**GOAL**
Can you gather every line in the records below that contains the string "buds", with case counting, and copy each of those lines out?

**RECORDS FOR THIS EXERCISE**
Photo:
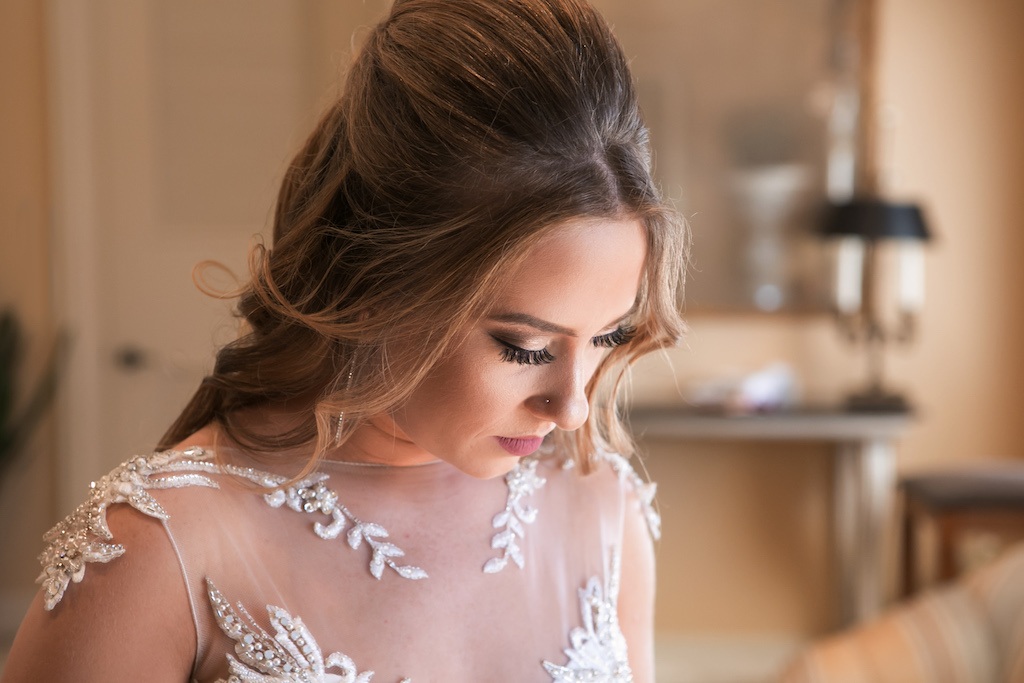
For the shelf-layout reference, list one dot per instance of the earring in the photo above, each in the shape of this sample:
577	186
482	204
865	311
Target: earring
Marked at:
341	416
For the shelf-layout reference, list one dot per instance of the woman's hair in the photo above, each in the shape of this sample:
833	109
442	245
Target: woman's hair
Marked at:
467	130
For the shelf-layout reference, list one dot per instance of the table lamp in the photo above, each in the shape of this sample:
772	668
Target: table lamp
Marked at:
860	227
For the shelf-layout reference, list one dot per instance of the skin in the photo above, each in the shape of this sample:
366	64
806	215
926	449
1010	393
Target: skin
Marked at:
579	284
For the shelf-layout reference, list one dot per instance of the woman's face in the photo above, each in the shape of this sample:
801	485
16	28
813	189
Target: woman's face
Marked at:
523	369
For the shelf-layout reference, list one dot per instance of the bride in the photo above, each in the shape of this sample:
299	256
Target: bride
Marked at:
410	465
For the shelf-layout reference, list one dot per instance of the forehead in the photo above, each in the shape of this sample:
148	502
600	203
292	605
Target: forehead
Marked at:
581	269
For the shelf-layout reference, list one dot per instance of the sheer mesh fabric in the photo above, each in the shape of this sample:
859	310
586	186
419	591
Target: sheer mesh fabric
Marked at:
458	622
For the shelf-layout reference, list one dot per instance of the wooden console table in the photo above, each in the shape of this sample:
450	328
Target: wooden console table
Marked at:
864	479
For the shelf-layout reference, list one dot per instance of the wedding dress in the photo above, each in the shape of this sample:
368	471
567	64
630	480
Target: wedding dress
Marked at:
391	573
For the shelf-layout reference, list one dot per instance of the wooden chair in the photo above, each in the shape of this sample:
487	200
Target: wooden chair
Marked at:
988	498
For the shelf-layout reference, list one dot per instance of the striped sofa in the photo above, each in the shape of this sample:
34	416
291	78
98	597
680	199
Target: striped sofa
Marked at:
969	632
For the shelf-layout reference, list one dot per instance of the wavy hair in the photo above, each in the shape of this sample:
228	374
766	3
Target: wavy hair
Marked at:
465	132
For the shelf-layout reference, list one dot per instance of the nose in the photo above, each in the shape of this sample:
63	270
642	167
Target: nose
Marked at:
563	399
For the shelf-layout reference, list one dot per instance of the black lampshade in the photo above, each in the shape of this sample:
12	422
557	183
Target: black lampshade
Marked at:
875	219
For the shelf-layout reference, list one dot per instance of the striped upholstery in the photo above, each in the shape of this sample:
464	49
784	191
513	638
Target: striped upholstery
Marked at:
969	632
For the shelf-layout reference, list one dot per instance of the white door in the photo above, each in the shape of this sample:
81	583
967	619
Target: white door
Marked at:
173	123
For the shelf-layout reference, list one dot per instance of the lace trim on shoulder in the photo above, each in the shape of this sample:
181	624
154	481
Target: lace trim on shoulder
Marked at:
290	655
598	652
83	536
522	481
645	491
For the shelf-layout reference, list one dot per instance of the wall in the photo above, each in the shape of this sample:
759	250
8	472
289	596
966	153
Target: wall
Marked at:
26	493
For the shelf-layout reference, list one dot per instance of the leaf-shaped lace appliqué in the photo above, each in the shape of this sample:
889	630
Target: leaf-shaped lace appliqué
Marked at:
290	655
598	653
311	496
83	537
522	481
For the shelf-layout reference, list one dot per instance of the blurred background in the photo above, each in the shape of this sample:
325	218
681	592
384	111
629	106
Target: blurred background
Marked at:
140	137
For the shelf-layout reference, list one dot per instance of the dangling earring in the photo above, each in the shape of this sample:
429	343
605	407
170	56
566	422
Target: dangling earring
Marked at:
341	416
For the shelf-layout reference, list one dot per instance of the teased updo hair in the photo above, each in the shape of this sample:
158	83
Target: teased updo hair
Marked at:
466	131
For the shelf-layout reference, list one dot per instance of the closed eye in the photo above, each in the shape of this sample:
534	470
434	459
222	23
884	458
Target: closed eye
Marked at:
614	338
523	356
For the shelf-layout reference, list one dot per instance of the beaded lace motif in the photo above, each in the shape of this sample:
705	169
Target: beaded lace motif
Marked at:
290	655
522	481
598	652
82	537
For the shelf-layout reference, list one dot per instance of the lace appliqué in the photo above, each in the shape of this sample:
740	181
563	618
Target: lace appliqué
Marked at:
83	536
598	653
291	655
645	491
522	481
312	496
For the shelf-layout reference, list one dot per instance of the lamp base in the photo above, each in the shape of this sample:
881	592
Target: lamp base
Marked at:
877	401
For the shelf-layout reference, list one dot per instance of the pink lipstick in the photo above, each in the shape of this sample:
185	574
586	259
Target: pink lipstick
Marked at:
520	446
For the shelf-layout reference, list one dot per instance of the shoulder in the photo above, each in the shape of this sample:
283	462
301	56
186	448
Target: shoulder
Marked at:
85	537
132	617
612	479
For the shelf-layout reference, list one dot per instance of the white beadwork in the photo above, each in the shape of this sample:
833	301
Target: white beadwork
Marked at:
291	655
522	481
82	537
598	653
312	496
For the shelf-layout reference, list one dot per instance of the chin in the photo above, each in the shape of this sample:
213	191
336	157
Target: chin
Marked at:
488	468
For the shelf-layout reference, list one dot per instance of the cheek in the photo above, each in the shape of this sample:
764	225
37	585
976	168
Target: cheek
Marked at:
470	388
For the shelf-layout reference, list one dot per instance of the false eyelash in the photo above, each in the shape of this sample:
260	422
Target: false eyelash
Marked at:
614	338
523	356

* * *

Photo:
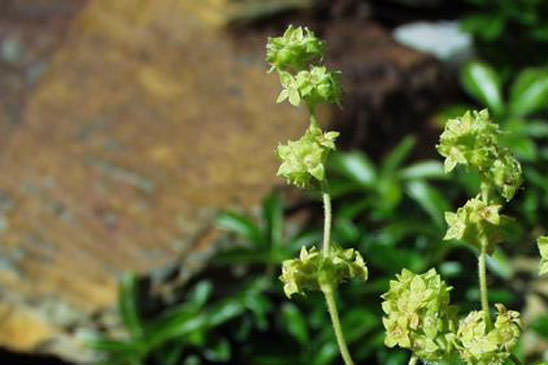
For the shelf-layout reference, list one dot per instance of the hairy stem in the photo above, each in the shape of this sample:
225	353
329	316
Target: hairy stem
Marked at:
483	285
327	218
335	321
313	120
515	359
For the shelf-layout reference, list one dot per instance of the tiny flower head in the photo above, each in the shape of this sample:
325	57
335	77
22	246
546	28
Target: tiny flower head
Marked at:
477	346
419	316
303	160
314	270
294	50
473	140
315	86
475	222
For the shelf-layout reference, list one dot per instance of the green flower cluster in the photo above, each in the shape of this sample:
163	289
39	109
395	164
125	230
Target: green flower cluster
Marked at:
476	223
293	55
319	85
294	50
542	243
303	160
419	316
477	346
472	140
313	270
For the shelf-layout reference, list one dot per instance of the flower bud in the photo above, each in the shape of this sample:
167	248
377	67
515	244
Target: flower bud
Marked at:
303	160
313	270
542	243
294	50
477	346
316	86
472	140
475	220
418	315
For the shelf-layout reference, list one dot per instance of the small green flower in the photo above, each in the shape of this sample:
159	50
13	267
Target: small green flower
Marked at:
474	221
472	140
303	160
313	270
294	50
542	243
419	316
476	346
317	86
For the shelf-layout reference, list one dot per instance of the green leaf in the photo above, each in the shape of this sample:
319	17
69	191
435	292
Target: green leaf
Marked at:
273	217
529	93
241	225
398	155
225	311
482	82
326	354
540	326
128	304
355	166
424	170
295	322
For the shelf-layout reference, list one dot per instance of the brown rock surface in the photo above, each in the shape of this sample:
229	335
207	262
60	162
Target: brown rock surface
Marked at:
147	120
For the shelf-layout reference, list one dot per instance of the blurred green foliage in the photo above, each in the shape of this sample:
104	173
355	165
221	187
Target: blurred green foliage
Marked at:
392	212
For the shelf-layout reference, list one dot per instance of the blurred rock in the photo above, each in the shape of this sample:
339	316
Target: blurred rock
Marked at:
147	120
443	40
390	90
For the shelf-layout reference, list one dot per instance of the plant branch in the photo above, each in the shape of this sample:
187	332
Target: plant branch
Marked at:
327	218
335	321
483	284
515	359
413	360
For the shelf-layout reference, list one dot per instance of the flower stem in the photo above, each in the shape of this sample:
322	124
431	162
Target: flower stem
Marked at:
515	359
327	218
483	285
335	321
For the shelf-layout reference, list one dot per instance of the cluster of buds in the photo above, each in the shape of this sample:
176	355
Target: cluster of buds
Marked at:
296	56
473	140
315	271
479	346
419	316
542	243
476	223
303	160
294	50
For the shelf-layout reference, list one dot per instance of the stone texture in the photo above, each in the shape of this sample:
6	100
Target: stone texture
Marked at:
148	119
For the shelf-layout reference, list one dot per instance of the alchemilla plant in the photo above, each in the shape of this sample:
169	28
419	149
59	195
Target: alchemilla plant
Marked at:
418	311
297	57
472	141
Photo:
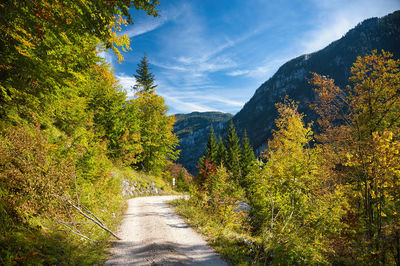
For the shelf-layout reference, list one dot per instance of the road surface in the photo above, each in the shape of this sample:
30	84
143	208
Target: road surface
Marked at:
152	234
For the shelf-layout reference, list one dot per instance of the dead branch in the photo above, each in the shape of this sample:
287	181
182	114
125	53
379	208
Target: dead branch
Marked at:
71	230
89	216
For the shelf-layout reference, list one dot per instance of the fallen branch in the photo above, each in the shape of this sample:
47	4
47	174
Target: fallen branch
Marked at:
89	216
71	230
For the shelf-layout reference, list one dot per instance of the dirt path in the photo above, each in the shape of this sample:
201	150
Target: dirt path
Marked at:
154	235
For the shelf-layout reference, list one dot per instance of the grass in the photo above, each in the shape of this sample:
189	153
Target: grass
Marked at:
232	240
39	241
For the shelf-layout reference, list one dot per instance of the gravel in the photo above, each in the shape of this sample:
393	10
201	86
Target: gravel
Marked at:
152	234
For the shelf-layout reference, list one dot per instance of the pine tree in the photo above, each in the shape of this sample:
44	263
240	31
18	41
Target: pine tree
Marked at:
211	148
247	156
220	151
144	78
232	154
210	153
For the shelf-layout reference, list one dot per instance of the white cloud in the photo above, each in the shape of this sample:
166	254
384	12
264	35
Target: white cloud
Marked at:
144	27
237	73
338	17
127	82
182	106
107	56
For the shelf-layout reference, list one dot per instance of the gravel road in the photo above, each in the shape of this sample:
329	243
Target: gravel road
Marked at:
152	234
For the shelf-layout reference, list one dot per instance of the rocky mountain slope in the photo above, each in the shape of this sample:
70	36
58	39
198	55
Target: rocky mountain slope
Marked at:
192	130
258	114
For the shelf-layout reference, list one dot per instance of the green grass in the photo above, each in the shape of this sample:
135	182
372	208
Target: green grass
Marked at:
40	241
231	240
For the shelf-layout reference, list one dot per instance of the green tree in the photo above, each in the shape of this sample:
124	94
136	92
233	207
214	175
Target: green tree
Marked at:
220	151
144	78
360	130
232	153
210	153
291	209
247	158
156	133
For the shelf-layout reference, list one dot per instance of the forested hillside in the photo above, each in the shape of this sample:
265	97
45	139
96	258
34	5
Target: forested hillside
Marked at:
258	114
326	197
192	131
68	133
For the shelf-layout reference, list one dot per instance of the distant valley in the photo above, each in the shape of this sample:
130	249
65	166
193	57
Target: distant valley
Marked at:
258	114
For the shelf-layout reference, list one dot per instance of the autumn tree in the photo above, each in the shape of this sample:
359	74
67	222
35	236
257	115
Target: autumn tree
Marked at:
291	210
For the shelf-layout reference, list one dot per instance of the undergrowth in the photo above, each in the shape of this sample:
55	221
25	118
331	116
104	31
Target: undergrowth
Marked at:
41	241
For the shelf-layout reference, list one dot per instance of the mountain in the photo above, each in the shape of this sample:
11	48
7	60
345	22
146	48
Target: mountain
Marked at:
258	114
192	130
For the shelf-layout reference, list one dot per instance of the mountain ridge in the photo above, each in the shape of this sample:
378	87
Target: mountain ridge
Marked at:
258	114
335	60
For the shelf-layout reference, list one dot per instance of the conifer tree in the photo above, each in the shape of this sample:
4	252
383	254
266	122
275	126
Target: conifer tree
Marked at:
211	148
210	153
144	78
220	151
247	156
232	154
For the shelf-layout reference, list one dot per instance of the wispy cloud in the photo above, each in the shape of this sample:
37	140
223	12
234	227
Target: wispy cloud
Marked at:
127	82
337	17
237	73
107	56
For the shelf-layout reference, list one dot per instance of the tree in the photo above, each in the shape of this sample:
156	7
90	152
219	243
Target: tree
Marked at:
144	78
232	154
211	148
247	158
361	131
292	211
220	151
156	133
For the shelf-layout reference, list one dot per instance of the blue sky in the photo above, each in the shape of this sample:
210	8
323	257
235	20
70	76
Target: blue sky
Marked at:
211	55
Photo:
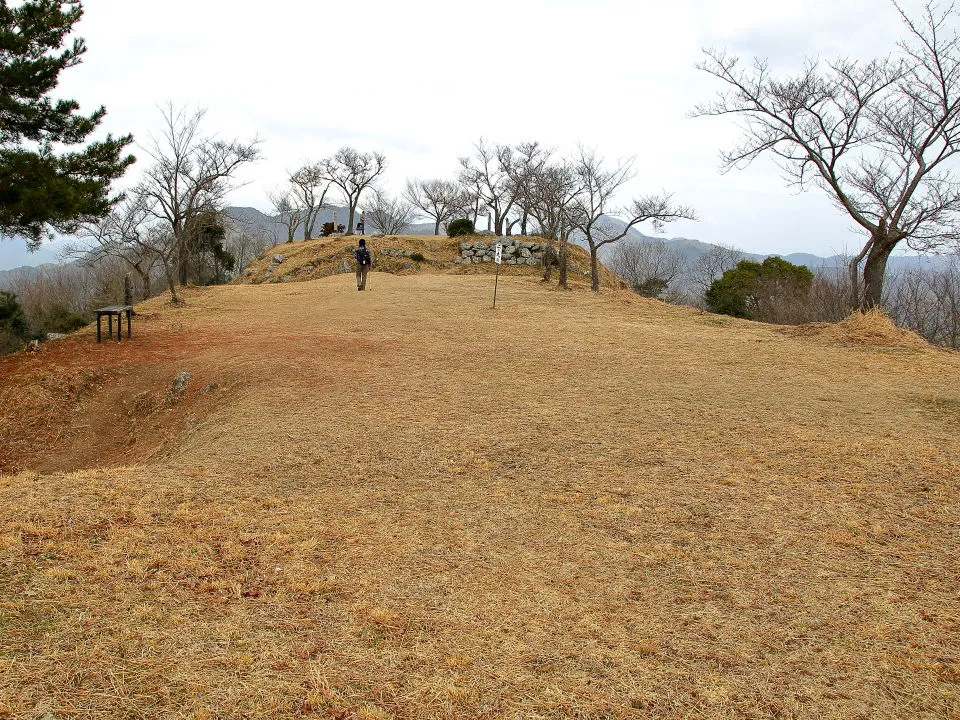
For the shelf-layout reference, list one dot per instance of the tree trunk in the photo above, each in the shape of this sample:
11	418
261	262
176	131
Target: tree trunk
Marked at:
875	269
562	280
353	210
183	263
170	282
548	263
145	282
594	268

**TASK SOLUTION**
For the shelf-layout reference, list one dot per instance of the cluster of buds in the photo above, each in the shape of this sample:
Target: cluster of buds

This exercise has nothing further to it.